[Saved data entries]
►

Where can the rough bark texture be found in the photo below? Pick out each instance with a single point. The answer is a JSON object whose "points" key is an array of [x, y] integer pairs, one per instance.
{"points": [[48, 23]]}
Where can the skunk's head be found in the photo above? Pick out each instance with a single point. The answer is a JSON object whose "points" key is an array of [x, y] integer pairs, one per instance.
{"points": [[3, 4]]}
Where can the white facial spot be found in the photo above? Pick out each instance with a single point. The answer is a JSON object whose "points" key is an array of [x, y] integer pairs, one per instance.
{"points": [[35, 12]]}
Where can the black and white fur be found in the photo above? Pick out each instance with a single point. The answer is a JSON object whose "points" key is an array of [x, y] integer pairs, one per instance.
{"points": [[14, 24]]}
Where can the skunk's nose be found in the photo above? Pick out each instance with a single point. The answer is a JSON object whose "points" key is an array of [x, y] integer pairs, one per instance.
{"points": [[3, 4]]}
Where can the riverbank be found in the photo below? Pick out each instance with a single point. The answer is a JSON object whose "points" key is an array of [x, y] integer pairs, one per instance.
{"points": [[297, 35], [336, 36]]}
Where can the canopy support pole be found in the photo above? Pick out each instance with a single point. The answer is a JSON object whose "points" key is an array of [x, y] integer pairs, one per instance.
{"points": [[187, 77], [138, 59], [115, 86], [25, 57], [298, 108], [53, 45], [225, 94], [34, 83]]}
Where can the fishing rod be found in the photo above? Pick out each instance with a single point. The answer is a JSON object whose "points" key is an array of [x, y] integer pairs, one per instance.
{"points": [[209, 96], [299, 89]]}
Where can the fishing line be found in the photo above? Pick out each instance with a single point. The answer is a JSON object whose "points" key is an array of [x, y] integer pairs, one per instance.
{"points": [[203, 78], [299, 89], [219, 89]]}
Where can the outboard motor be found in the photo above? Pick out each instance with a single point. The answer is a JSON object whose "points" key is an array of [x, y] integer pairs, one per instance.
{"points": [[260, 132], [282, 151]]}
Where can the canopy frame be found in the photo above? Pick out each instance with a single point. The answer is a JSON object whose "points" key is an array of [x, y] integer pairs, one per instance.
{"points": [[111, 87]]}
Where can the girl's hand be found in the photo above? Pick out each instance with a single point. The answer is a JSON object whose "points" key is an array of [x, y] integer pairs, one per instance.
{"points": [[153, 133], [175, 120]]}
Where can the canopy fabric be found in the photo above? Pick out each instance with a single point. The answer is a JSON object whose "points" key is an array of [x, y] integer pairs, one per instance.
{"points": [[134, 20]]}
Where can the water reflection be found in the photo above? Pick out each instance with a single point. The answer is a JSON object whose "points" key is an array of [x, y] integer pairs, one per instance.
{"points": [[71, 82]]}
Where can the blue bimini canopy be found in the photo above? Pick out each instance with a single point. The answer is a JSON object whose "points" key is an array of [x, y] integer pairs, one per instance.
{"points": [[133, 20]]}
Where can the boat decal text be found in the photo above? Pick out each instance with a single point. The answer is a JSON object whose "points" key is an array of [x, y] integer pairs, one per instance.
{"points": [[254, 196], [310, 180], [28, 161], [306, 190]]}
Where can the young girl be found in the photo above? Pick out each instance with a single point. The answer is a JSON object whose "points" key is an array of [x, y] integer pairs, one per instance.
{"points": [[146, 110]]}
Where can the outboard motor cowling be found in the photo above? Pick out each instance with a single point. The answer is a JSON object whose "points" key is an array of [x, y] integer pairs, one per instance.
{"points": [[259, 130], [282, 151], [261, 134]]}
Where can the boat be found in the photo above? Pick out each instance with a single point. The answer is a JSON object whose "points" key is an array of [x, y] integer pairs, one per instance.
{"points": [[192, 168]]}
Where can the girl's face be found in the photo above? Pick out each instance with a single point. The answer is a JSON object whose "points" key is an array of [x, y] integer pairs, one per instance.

◄

Put everything from the line containing "Where can the water" down to the end of the items into a numbered list, omitting any blank lines.

## Result of the exercise
1. Where can the water reflection be found in the photo above? Pick out each instance with a single point. The answer is a JSON object whose "points" key is an array of [x, y] integer pairs, one per instance.
2. {"points": [[71, 82]]}
3. Where can the blue bimini canopy be found in the photo above? Pick out each instance with a single point. The answer is a JSON object whose "points" key is an array of [x, y] integer pairs, one per instance.
4. {"points": [[133, 20]]}
5. Where can the boat decal text be found in the photo above? Pick out each instance with a single point. The answer is a JSON object whose "points" key is an array of [x, y] integer pairs, one per instance.
6. {"points": [[254, 196], [310, 180], [28, 161], [306, 190]]}
7. Where can the young girl be found in the photo above? Pick out each instance with a single point. The answer is a JSON object whose "points" key is an array of [x, y] integer pairs, one per instance.
8. {"points": [[146, 110]]}
9. Where can the outboard motor cowling be found in the photo above? Pick out each instance with a single point. The answer is a JSON object whose "points" key is an array of [x, y] integer pairs, one per instance.
10. {"points": [[259, 130], [282, 151], [261, 134]]}
11. Where can the boat be found in the photo above? Pick out each instance with a single point. The answer is a JSON object whose "points" key is an array of [x, y] integer pairs, one per instance.
12. {"points": [[192, 168]]}
13. Where can the girl's face be found in the photo above? Pick out each instance with a single point. The answer is a JSON object whose "points" key is an array of [x, y] integer pairs, one per instance.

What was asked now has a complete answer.